Records pointing to named objects:

-- Begin --

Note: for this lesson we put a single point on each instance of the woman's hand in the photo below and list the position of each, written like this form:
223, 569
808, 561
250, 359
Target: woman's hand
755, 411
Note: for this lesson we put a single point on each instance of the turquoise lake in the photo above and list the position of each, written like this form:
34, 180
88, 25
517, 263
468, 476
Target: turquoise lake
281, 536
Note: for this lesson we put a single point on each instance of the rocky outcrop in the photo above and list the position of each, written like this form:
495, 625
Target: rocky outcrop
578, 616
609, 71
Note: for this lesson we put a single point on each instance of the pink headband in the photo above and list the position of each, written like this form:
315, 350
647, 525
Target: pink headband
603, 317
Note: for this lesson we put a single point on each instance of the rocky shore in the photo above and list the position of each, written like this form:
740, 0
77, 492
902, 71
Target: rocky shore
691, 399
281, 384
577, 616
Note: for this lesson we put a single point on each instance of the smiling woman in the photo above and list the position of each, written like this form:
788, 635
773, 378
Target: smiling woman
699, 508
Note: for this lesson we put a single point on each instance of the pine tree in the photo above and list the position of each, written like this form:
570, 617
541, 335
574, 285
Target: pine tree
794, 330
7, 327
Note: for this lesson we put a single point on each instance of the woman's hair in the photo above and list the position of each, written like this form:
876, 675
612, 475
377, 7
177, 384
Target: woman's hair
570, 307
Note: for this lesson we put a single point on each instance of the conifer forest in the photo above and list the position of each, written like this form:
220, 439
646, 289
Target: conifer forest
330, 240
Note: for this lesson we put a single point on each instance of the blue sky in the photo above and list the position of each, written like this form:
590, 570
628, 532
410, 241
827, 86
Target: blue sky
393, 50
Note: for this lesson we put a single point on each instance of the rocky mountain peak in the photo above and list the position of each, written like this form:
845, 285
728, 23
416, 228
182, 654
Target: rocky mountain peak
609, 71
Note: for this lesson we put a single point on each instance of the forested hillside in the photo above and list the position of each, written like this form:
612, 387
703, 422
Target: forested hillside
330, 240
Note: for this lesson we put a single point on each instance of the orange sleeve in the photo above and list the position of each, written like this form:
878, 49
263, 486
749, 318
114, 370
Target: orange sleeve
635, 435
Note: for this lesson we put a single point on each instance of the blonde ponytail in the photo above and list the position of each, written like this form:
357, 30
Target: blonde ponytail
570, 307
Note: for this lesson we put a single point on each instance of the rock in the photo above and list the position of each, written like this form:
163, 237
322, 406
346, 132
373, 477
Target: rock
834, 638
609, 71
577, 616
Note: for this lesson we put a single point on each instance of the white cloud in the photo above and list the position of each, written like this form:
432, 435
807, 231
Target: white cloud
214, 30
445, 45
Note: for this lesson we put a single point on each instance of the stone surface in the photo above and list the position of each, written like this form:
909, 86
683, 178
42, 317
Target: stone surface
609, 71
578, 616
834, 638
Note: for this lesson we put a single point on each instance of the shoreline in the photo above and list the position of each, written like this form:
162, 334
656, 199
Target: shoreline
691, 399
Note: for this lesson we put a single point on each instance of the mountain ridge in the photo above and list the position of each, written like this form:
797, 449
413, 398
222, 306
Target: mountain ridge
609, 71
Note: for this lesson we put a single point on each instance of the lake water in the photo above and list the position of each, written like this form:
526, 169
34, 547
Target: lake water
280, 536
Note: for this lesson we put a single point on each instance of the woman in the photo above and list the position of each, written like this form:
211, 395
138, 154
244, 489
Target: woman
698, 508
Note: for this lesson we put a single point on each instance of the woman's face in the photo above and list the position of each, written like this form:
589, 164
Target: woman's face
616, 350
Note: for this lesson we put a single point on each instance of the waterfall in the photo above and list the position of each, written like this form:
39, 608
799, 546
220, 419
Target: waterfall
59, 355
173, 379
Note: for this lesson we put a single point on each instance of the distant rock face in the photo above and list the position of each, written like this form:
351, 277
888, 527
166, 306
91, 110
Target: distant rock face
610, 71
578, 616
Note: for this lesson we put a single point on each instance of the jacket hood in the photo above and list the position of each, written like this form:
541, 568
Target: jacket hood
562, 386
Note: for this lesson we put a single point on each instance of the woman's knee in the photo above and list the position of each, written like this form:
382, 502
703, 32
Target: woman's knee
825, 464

-- End --

DO THIS — Rewrite the part of the records that opens with the line containing "of the waterfall" and runs through the last line of the records. Increase each answer coordinate by 78, and keep every other line, including the sample figures, unchanged.

TASK RESPONSE —
Note: for this lesson we put a single point on each instance of the waterfall in the photo above and list the position of each, written like this form:
39, 608
799, 546
220, 419
Target: waterfall
137, 433
251, 457
Note: for this lesson we put a single point on each instance of the distant rock face in the photo above and list the position of each, written like this form:
351, 277
888, 527
166, 306
91, 110
Target: distant rock face
688, 149
656, 694
Note: for this lesson we put a single point on each instance of the jacket hood in the photo above and list the position of each, written like this form:
541, 568
Target: jacket hood
640, 464
Note: for this lesson we put a single point on each instance of the woman's knee in the photo above and list the position of each, written like this form:
382, 502
703, 32
Target: woman's knee
903, 542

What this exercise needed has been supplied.